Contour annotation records
--- Start ---

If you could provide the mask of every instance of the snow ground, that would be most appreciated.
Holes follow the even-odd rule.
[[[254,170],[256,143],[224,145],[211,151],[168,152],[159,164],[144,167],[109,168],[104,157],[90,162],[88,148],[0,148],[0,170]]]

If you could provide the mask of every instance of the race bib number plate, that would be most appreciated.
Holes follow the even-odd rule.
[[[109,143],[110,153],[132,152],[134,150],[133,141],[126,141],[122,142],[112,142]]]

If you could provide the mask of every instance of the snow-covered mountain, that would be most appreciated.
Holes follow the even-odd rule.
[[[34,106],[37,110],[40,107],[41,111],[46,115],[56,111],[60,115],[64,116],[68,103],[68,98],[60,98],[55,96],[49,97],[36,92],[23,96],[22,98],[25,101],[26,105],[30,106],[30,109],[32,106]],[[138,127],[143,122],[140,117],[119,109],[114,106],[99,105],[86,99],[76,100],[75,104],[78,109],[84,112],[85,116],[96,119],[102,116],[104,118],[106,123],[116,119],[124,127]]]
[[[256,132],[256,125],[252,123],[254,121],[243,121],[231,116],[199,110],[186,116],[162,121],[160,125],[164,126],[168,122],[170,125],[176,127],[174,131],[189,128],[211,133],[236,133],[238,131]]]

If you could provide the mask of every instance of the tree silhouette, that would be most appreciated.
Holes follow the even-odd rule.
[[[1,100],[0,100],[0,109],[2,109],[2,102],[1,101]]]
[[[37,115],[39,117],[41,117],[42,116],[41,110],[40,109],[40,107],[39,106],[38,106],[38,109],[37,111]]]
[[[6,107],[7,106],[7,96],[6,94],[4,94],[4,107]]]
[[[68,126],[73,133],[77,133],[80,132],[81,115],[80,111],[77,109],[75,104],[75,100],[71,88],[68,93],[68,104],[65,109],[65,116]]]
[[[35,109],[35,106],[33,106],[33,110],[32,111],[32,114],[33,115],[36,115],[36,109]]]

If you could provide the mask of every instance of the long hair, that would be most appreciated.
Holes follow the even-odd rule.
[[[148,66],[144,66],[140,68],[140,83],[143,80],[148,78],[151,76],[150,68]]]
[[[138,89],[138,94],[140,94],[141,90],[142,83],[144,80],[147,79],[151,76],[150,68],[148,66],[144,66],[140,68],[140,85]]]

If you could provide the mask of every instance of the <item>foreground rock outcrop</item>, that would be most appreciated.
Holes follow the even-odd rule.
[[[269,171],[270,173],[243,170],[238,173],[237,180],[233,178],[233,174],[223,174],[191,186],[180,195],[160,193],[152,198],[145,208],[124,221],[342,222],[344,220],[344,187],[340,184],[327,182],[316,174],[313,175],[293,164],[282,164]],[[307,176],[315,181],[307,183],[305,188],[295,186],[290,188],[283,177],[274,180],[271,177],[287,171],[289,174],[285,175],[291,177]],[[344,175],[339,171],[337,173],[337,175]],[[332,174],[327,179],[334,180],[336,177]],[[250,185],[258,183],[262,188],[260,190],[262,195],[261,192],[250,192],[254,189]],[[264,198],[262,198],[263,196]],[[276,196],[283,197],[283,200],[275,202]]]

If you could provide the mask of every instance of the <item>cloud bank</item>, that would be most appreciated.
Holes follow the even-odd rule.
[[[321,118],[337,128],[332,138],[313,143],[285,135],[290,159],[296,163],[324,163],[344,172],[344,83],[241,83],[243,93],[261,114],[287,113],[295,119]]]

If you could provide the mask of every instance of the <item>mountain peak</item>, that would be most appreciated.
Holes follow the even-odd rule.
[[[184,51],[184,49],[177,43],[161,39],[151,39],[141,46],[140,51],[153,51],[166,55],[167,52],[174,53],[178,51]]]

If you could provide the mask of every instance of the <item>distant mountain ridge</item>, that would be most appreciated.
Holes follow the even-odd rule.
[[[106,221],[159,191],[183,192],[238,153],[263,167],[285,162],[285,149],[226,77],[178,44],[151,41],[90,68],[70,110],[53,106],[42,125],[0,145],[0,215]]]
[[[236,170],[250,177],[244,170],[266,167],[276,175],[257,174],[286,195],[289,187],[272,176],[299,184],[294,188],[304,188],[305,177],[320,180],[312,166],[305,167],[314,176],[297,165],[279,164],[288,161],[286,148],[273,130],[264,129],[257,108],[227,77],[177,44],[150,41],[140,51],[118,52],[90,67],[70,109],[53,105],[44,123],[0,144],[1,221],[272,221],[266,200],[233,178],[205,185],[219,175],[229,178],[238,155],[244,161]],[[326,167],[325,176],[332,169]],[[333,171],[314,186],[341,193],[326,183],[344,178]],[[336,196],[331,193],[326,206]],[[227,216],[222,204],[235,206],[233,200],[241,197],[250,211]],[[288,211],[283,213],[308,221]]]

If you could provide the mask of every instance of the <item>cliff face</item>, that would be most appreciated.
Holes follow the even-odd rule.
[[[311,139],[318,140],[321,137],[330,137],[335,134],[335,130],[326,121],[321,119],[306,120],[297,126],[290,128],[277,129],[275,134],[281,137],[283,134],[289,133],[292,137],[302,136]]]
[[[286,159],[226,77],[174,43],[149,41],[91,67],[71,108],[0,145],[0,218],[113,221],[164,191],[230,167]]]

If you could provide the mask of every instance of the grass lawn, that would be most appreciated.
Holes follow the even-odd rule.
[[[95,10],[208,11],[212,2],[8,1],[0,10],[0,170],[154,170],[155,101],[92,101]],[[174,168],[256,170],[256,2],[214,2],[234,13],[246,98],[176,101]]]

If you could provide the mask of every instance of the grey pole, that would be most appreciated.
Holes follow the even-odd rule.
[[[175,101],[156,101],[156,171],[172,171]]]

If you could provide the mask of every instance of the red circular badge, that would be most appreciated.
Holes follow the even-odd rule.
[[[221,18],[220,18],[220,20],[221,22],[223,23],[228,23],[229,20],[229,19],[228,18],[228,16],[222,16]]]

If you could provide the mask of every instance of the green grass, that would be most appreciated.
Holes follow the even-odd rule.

--- End ---

Rescale the lines from the one containing "silhouette, that would be most appreciated." up to and including the one containing "[[[6,107],[7,106],[7,96],[6,94],[4,94],[4,107]]]". Reproduce each of those lines, requests included, multiplying every polygon coordinate in the answers by 2.45 and rounding to whole numbers, with halves rounded up.

If you could provide the mask of every instance of the tree silhouette, that would be most appreciated.
Holes follow the even-odd rule.
[[[2,245],[0,245],[0,267],[5,267],[5,250],[2,247]]]
[[[91,282],[96,287],[100,287],[103,284],[100,270],[98,267],[98,262],[96,260],[93,260],[93,267],[91,272]]]
[[[15,262],[17,260],[17,235],[15,230],[10,230],[10,262]]]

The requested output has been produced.